**DOCUMENT TEXT**:
I recollect that we were requested by the judge to reduce to writing the questions that we wished to propound to Colonel Taylor. I thought the measure so novel and unprecedented that I was not disposed to comply with this desire. The questions were, however, stated in writing by Mr. Nicholas, who observed that he hoped we would not be confined in the examination of the witness to the questions thus stated in writing. If I mistake not, before the questions were reduced to writing, Mr. Nicholas made some observations about the mode pursued by the Court in reference to the attorney for the United States, and that exercised towards the counsel for the prisoner; that the attorney for the United States had not been required to state in writing the questions he wished to ask. When this remark was made to the judge, he said that the attorney for the United States had stated in the opening of the case all that he expected to prove; “but though this were done, we were not bound to do it.” My impression is that that word escaped the judge several times.

**GIVEN INSTRUCTION 1**: Reproduce verbatim every line of the entries, from the line containing "A point belongs on each instance of the light" through the final line of the entries, both included.
The passage above has no connection to the entries that follow.

**INFORMATION SHOWN**:
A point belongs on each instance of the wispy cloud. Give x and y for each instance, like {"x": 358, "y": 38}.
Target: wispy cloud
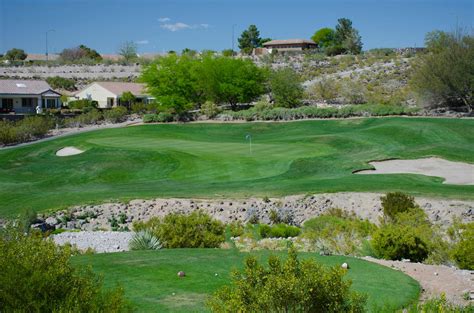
{"x": 181, "y": 26}
{"x": 176, "y": 26}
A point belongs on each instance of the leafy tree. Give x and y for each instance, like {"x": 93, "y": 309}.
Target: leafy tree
{"x": 81, "y": 52}
{"x": 289, "y": 286}
{"x": 250, "y": 39}
{"x": 58, "y": 82}
{"x": 233, "y": 81}
{"x": 16, "y": 55}
{"x": 286, "y": 88}
{"x": 43, "y": 280}
{"x": 128, "y": 98}
{"x": 324, "y": 37}
{"x": 347, "y": 36}
{"x": 445, "y": 75}
{"x": 128, "y": 50}
{"x": 173, "y": 81}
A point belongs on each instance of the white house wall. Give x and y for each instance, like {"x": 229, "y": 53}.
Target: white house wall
{"x": 97, "y": 93}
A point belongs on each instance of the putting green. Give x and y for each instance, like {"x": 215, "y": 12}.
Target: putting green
{"x": 151, "y": 283}
{"x": 214, "y": 160}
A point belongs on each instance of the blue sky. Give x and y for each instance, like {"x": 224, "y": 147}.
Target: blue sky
{"x": 163, "y": 25}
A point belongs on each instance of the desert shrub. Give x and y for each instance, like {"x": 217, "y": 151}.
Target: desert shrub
{"x": 196, "y": 230}
{"x": 394, "y": 203}
{"x": 144, "y": 240}
{"x": 162, "y": 117}
{"x": 236, "y": 228}
{"x": 337, "y": 232}
{"x": 286, "y": 88}
{"x": 443, "y": 77}
{"x": 90, "y": 118}
{"x": 43, "y": 280}
{"x": 462, "y": 252}
{"x": 396, "y": 242}
{"x": 210, "y": 109}
{"x": 325, "y": 89}
{"x": 116, "y": 114}
{"x": 83, "y": 104}
{"x": 289, "y": 286}
{"x": 439, "y": 305}
{"x": 278, "y": 231}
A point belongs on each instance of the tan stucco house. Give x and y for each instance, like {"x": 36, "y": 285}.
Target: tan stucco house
{"x": 107, "y": 94}
{"x": 23, "y": 96}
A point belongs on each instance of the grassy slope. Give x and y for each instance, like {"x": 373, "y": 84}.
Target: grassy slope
{"x": 213, "y": 160}
{"x": 149, "y": 277}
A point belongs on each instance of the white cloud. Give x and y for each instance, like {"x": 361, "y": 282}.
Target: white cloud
{"x": 181, "y": 26}
{"x": 176, "y": 26}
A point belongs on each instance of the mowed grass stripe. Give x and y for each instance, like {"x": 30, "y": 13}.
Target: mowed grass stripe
{"x": 214, "y": 160}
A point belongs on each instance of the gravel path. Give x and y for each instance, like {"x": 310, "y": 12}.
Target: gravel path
{"x": 435, "y": 279}
{"x": 100, "y": 241}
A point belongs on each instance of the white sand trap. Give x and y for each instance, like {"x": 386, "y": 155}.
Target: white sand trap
{"x": 67, "y": 151}
{"x": 456, "y": 173}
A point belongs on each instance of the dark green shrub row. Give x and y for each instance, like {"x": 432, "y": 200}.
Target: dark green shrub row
{"x": 162, "y": 117}
{"x": 27, "y": 129}
{"x": 304, "y": 112}
{"x": 196, "y": 230}
{"x": 278, "y": 231}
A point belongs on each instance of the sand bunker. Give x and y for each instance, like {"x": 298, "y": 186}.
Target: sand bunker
{"x": 456, "y": 173}
{"x": 67, "y": 151}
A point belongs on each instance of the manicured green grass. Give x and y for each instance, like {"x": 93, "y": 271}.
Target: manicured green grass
{"x": 213, "y": 160}
{"x": 150, "y": 277}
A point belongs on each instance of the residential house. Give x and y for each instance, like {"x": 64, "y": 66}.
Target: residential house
{"x": 107, "y": 94}
{"x": 290, "y": 45}
{"x": 23, "y": 96}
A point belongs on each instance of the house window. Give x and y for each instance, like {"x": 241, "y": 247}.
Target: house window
{"x": 50, "y": 103}
{"x": 28, "y": 102}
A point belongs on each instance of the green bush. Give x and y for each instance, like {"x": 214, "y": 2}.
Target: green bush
{"x": 394, "y": 203}
{"x": 462, "y": 251}
{"x": 83, "y": 104}
{"x": 115, "y": 115}
{"x": 286, "y": 88}
{"x": 285, "y": 114}
{"x": 278, "y": 231}
{"x": 144, "y": 240}
{"x": 37, "y": 277}
{"x": 196, "y": 230}
{"x": 289, "y": 286}
{"x": 162, "y": 117}
{"x": 29, "y": 128}
{"x": 57, "y": 82}
{"x": 337, "y": 232}
{"x": 90, "y": 118}
{"x": 396, "y": 242}
{"x": 210, "y": 109}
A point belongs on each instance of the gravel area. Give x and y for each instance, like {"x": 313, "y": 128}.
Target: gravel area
{"x": 100, "y": 241}
{"x": 436, "y": 279}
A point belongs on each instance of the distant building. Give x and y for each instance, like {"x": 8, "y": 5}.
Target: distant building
{"x": 290, "y": 45}
{"x": 107, "y": 94}
{"x": 23, "y": 96}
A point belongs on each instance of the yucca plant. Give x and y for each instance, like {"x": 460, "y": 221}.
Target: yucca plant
{"x": 144, "y": 240}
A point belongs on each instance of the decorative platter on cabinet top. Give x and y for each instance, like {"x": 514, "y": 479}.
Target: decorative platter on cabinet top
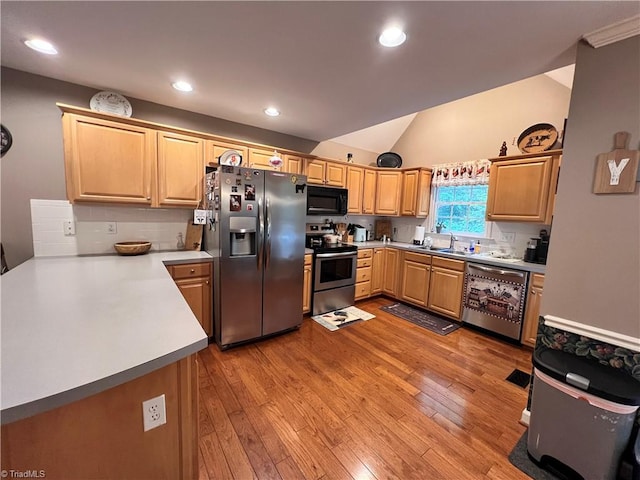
{"x": 537, "y": 138}
{"x": 389, "y": 159}
{"x": 111, "y": 102}
{"x": 231, "y": 157}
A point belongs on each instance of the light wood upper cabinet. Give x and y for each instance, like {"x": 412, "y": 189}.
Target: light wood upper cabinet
{"x": 325, "y": 172}
{"x": 522, "y": 188}
{"x": 107, "y": 161}
{"x": 306, "y": 288}
{"x": 445, "y": 286}
{"x": 180, "y": 169}
{"x": 293, "y": 164}
{"x": 377, "y": 271}
{"x": 369, "y": 192}
{"x": 389, "y": 189}
{"x": 416, "y": 192}
{"x": 355, "y": 184}
{"x": 416, "y": 271}
{"x": 532, "y": 312}
{"x": 215, "y": 148}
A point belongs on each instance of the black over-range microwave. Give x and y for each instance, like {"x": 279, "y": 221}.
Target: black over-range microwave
{"x": 326, "y": 200}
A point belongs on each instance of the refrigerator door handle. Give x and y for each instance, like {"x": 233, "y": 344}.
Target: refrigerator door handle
{"x": 267, "y": 211}
{"x": 260, "y": 219}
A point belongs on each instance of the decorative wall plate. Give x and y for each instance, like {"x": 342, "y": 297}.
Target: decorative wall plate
{"x": 6, "y": 140}
{"x": 537, "y": 138}
{"x": 231, "y": 157}
{"x": 111, "y": 102}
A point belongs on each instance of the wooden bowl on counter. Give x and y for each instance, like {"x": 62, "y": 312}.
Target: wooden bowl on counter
{"x": 132, "y": 248}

**GIVEN INSTRUCTION 2**: Translate this sentence from the passage into German: "I thought the measure so novel and unprecedented that I was not disposed to comply with this desire."

**ANSWER 1**:
A point belongs on each instance of the light wood upper cabinet. Give x and y for each instance, like {"x": 412, "y": 189}.
Target: light wood upper cabinet
{"x": 325, "y": 172}
{"x": 522, "y": 188}
{"x": 107, "y": 161}
{"x": 306, "y": 288}
{"x": 445, "y": 286}
{"x": 180, "y": 169}
{"x": 293, "y": 164}
{"x": 377, "y": 271}
{"x": 369, "y": 192}
{"x": 389, "y": 189}
{"x": 416, "y": 192}
{"x": 355, "y": 184}
{"x": 416, "y": 271}
{"x": 532, "y": 312}
{"x": 215, "y": 148}
A point belongs on each instance of the black over-range microwave. Give x and y for each instance, like {"x": 279, "y": 221}.
Target: black over-range microwave
{"x": 326, "y": 200}
A point belongs on each instance of the refrigerator door handle. Give x and y for each instance, like {"x": 233, "y": 344}.
Target: refrigerator door handle
{"x": 267, "y": 211}
{"x": 260, "y": 219}
A point belongs on each instance of the decorative wall plate. Give x and y for each instance, like {"x": 342, "y": 297}.
Target: decorative wall plate
{"x": 6, "y": 140}
{"x": 537, "y": 138}
{"x": 231, "y": 157}
{"x": 111, "y": 102}
A point belongs on each instance of the wooden bowl on counter. Give x and y for each instance, like {"x": 62, "y": 312}.
Target: wooden bowl on counter
{"x": 132, "y": 248}

**ANSWER 2**: Ich hielt die Maßnahme für so neuartig und beispiellos, dass ich nicht geneigt war, diesem Wunsch nachzukommen.